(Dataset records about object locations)
....

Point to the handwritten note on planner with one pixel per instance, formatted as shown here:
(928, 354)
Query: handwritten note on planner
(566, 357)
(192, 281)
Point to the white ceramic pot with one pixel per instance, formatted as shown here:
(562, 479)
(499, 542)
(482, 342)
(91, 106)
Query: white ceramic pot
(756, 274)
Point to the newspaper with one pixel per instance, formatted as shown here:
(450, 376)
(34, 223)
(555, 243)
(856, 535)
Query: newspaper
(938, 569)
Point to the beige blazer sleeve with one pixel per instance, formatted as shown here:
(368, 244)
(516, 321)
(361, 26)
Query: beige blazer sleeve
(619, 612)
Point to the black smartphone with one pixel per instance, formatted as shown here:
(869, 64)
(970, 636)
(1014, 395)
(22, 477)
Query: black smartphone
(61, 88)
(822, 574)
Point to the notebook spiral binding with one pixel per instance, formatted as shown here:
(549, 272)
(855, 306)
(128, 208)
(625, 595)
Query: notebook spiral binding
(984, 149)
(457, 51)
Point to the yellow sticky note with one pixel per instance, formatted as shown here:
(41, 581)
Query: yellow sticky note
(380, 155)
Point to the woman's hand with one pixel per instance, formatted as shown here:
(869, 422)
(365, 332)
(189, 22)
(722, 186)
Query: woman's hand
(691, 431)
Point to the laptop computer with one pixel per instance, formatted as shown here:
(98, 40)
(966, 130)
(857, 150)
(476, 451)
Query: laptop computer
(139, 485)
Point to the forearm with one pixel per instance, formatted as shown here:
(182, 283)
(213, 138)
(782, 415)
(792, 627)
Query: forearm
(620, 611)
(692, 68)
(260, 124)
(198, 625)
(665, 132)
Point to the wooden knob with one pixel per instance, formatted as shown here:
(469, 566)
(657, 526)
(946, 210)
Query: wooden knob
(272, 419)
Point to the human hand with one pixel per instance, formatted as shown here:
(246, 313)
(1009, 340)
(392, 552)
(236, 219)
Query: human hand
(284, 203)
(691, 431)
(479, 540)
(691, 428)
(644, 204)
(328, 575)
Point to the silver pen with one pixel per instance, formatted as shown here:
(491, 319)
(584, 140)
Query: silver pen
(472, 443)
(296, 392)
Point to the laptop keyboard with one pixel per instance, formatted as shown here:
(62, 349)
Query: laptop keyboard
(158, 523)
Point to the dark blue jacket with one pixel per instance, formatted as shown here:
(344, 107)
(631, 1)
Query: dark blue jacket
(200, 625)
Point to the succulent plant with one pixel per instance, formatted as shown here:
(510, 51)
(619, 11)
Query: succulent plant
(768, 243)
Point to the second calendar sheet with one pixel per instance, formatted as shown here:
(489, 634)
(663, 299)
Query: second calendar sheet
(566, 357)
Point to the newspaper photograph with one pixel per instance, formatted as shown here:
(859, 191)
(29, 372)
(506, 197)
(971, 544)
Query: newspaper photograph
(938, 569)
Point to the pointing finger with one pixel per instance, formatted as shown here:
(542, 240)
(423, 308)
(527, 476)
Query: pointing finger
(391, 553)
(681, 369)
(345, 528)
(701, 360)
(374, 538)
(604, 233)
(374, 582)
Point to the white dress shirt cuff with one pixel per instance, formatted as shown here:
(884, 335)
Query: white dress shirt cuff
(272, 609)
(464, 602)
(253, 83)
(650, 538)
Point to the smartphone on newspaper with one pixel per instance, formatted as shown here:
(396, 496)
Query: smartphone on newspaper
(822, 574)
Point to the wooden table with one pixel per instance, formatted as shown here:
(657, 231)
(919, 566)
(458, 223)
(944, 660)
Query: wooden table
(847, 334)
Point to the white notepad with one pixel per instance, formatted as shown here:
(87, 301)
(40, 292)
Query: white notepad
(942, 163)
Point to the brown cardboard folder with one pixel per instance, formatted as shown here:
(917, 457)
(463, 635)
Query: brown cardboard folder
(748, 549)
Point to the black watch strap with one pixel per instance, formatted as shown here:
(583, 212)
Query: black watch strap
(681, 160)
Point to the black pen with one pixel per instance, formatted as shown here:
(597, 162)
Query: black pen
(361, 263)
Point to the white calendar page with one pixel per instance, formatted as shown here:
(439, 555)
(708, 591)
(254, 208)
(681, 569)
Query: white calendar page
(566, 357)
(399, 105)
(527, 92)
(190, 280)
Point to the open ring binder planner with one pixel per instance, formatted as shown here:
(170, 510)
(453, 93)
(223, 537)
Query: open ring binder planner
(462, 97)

....

**The task:**
Look above for the line containing "Point to the smartphone", then transcribe it and all lines after it through the last, exactly and with nothing else.

**Result of the exercise:**
Point to the smartphone on newspaper with one pixel per instance, formatted as shown here:
(396, 496)
Query: smartphone on newspaper
(822, 574)
Point to the wooden table with one pixel per instance, formatted as shown here:
(657, 231)
(919, 566)
(458, 223)
(944, 660)
Query: wooden table
(847, 334)
Point to the white notepad with one pixel per instance, formatted as shown here:
(87, 301)
(40, 292)
Query: white notepad
(942, 163)
Point to the brown cardboard folder with one pixel per instance, formatted as shown here:
(917, 457)
(463, 635)
Query: brown cardboard folder
(748, 549)
Point to the black watch strap with one pixel per instance, formatted as shown here:
(583, 212)
Query: black watch strap
(681, 160)
Point to the black pen with one pixel per instance, formatted as shown here:
(597, 162)
Query: black pen
(361, 263)
Point to the white calendar page with one pixel per instance, formatted as shown here:
(439, 555)
(708, 591)
(254, 208)
(681, 569)
Query: white calendar page
(566, 357)
(399, 105)
(527, 92)
(190, 280)
Point to the open ring binder planner with one pixel per instance, formatted as shown here:
(170, 510)
(453, 93)
(223, 537)
Query: open ring binder planner
(462, 97)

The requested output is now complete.